What you have to do
Which lines of the data below contain the string "with"? Collect each one, treating uppercase and lowercase as different.

Extracted records
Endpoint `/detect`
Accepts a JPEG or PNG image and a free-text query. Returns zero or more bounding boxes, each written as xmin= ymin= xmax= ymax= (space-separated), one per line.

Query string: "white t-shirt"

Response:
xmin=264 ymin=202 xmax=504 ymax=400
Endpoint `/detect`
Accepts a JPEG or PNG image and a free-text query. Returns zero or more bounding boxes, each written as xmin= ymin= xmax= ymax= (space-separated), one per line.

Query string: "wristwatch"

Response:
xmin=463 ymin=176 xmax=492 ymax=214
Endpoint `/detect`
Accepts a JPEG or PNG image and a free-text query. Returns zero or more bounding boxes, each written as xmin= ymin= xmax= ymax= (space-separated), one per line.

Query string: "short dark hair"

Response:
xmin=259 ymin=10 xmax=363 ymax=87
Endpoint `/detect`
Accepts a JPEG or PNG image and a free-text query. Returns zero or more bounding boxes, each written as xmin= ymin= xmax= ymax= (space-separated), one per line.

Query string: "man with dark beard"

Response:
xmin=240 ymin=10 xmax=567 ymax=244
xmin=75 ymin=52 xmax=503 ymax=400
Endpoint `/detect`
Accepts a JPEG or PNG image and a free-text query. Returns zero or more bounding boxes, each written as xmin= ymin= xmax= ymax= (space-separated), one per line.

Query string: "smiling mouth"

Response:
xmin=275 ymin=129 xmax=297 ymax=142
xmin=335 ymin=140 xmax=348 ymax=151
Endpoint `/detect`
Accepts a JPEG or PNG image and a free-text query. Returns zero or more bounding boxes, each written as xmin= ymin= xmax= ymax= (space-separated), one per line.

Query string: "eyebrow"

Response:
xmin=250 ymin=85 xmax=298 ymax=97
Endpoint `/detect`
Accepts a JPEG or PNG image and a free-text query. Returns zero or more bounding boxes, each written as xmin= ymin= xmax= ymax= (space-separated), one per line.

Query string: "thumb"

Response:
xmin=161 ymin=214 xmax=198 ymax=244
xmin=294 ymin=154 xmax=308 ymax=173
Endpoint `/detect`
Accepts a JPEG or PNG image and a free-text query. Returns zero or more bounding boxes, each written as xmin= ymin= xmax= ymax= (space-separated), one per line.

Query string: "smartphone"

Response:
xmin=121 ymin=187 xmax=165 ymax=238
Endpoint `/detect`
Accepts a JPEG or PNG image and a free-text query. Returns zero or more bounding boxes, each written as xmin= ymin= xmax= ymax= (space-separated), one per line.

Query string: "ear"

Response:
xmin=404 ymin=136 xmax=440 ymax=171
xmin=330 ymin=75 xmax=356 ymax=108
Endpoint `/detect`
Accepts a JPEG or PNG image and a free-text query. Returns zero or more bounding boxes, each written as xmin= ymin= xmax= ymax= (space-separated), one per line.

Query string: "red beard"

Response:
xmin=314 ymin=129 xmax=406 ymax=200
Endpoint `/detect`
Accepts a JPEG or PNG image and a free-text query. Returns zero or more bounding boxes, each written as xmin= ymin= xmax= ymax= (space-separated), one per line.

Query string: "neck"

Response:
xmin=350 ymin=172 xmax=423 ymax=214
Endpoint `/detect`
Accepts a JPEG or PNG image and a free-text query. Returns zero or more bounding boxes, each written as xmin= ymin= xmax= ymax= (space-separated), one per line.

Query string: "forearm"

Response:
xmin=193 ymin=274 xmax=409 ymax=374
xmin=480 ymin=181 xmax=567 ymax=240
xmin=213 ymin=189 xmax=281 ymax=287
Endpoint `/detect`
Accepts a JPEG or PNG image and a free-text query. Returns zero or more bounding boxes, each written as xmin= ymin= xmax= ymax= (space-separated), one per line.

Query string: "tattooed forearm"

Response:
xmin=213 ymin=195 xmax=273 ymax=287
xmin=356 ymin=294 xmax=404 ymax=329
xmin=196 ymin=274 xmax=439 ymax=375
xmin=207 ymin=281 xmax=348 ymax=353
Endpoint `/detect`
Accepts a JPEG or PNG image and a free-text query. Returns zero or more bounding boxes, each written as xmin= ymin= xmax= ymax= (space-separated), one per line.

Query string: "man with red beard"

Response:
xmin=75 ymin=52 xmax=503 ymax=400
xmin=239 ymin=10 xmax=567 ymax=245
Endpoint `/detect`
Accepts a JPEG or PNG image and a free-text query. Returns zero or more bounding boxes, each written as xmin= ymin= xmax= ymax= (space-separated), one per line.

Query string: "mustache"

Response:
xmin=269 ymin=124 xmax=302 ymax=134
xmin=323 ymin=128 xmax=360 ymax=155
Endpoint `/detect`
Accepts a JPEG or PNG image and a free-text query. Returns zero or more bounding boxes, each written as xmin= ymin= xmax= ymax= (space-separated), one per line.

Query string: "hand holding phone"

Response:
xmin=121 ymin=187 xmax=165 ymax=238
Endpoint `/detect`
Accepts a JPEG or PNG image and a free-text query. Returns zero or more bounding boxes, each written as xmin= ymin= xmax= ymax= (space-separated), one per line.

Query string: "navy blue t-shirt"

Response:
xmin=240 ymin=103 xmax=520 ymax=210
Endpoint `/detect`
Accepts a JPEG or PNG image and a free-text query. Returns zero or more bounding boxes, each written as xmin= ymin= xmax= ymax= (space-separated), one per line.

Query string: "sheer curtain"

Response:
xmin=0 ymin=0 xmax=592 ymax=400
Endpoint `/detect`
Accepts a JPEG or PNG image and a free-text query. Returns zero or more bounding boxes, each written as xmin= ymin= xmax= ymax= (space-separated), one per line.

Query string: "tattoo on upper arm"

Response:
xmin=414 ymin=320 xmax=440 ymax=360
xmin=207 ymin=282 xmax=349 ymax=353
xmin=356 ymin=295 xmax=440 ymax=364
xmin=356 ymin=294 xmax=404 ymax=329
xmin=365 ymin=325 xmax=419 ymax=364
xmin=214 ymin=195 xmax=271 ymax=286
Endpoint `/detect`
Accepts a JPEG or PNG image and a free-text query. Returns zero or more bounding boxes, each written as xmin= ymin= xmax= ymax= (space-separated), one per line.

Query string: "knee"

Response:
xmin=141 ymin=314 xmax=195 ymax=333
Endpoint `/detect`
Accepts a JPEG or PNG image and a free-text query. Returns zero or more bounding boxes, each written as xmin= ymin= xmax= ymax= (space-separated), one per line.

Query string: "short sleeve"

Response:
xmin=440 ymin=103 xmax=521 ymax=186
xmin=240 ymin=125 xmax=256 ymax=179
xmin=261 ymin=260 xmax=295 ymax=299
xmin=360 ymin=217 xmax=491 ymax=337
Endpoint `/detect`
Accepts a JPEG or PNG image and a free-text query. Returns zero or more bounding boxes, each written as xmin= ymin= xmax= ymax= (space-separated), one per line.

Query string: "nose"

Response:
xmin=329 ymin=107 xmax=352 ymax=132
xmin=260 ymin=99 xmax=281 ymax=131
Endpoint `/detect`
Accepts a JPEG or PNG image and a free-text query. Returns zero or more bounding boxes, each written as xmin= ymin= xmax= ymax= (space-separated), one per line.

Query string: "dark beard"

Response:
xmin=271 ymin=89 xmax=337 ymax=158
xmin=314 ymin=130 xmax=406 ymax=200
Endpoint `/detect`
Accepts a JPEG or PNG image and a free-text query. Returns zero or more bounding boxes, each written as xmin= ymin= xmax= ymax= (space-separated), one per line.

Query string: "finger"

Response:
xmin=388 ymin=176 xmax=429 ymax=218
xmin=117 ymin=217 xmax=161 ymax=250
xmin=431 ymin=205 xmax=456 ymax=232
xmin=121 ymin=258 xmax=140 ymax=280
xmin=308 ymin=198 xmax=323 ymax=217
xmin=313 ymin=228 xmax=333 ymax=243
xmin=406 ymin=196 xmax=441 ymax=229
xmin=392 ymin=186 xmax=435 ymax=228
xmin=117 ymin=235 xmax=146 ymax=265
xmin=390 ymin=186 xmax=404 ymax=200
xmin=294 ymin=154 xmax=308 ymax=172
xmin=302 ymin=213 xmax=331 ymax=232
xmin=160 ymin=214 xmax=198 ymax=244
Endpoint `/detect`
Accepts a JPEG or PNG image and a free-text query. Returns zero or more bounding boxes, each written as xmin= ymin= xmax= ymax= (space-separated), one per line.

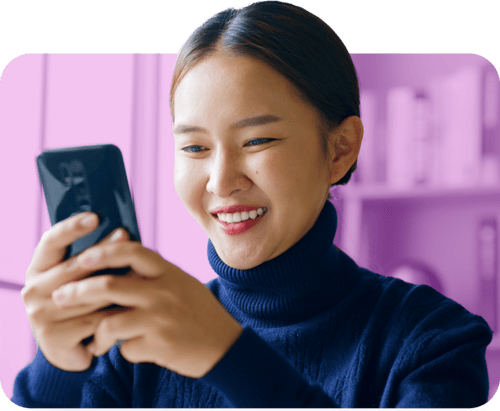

The response
Query string: "man with dark beard"
Query string: "man with red beard"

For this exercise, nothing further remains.